▼
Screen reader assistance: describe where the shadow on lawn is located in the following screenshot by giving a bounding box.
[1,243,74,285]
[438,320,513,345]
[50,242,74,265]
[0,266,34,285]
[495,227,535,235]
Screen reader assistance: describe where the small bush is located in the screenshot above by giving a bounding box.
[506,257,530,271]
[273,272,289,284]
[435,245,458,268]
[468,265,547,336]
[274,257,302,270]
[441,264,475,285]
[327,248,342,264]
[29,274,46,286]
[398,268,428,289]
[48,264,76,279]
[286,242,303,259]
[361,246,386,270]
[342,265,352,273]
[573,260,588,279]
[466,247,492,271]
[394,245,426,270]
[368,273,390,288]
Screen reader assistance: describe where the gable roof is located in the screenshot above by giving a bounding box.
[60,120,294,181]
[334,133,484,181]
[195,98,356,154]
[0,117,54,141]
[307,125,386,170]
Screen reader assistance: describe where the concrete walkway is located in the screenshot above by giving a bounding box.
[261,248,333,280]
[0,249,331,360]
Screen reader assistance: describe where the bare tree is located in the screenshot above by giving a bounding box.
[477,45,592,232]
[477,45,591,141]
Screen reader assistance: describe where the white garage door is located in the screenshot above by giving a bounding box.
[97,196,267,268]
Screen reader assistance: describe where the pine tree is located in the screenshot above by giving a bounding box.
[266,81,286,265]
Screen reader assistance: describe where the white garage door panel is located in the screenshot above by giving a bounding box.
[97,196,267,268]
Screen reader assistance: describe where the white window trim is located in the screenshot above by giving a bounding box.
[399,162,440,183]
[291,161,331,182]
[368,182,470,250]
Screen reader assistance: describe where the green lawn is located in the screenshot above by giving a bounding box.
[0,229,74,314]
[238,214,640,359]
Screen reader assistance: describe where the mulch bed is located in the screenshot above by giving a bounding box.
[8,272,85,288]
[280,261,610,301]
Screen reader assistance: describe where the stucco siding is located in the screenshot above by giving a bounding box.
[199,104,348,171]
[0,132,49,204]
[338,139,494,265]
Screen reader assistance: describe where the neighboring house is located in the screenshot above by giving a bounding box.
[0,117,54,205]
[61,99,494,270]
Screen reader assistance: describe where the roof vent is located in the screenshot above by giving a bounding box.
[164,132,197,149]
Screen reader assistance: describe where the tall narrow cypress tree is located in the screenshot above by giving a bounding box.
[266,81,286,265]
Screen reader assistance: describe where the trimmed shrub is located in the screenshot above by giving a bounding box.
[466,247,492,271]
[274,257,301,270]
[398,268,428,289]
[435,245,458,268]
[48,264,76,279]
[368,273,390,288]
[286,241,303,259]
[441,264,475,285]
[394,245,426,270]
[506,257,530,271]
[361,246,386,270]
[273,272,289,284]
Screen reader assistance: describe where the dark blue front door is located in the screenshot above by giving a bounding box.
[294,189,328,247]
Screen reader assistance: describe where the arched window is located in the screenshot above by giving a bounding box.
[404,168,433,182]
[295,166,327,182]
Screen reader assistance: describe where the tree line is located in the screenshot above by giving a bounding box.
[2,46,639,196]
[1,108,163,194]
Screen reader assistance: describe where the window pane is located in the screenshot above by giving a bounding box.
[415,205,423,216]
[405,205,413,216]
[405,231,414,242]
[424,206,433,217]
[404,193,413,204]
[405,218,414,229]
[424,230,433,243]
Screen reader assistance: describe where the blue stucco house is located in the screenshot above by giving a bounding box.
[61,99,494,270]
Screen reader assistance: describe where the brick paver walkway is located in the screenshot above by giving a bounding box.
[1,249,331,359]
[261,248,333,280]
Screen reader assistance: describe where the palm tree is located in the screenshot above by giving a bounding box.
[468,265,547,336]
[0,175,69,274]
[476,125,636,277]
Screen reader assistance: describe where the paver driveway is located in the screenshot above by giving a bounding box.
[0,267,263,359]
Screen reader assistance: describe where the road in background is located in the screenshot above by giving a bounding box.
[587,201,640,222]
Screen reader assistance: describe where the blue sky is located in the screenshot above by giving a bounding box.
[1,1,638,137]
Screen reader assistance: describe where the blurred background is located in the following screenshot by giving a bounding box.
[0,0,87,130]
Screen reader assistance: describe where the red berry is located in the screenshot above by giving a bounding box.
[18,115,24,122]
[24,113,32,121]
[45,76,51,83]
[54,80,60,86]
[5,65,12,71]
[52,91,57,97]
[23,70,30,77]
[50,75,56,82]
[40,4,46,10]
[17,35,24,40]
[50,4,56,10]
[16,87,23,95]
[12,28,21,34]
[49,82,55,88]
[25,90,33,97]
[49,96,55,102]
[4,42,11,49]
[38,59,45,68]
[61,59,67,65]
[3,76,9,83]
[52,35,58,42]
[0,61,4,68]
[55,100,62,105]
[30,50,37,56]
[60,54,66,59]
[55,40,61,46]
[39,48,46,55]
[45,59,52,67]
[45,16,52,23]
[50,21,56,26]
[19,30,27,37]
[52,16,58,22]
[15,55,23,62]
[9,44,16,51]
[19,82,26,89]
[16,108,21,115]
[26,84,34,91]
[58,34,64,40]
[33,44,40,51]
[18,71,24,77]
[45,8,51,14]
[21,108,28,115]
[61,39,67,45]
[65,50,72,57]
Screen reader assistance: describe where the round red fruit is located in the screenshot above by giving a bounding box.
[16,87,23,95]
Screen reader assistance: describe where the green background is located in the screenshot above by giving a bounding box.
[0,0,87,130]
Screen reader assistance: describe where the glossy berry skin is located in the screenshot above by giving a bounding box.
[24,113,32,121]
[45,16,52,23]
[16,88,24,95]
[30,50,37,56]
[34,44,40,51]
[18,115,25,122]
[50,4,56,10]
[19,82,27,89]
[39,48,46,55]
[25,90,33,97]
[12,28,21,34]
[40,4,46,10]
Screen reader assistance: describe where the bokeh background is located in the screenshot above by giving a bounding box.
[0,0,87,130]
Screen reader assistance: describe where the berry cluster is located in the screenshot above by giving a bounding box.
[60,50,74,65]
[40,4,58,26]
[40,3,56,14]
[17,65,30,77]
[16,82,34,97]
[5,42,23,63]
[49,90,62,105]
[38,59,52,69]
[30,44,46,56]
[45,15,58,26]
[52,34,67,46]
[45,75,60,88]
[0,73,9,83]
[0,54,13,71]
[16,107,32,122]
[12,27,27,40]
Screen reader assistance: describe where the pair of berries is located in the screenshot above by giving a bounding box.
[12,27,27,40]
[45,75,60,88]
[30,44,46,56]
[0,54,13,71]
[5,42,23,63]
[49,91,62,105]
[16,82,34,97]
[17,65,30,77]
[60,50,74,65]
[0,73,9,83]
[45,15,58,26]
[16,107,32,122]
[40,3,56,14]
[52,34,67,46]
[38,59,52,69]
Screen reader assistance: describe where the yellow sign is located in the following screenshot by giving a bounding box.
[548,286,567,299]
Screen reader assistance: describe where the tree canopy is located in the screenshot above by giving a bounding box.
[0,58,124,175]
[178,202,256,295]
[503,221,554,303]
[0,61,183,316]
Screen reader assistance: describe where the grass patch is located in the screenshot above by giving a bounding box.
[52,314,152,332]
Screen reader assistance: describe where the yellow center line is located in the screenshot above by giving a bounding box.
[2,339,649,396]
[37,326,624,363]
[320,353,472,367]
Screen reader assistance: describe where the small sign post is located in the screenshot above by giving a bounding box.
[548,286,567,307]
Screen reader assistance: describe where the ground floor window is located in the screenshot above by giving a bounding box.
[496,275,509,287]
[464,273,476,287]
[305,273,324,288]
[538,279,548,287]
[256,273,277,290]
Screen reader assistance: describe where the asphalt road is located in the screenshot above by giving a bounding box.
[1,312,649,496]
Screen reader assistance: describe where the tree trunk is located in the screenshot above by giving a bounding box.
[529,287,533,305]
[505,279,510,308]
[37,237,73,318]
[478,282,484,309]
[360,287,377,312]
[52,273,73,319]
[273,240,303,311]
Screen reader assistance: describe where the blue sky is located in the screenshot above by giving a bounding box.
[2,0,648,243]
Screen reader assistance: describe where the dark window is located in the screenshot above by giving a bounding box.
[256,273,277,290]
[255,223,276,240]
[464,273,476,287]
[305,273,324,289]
▲
## Problem to work on
Exact copies of the lines from the one containing "Screen reader assistance: describe where the grass" through the end of the listing, both included, are the only thing wanted.

## Solution to this problem
Screen reader assistance: describe where the grass patch is located in the screenshot above by giving a bounding box.
[52,314,152,332]
Screen reader assistance: describe where the yellow center line is located in the screenshot above by giving a bounding box.
[2,339,649,396]
[37,326,624,363]
[320,353,472,367]
Screen reader assistance: describe where the small sign post is located in the screenshot above by giving a bounding box.
[548,286,567,307]
Screen reader assistance: describe where the ground floor window is located in the screenshot above by giving a bounding box.
[496,275,509,287]
[464,273,476,287]
[305,273,324,288]
[538,279,548,287]
[256,273,277,290]
Screen reader assistance: describe where the asphalt road is located in the screenshot above by giving a bounding box.
[1,312,649,496]
Screen reader assistance: describe where the tree trunk is located in the screenshot above by giving a bounding box.
[529,287,533,305]
[505,279,510,308]
[37,237,73,318]
[478,282,484,309]
[360,287,377,312]
[52,273,73,319]
[273,240,303,311]
Screen reader assistance: describe where the blue sky is located in the screenshot above by giving a bounding box.
[2,0,648,243]
Screen reader assistance: describe where the dark window is located in the screenshot above by giving a bounding box.
[256,273,277,290]
[255,223,276,240]
[464,273,476,287]
[305,273,324,289]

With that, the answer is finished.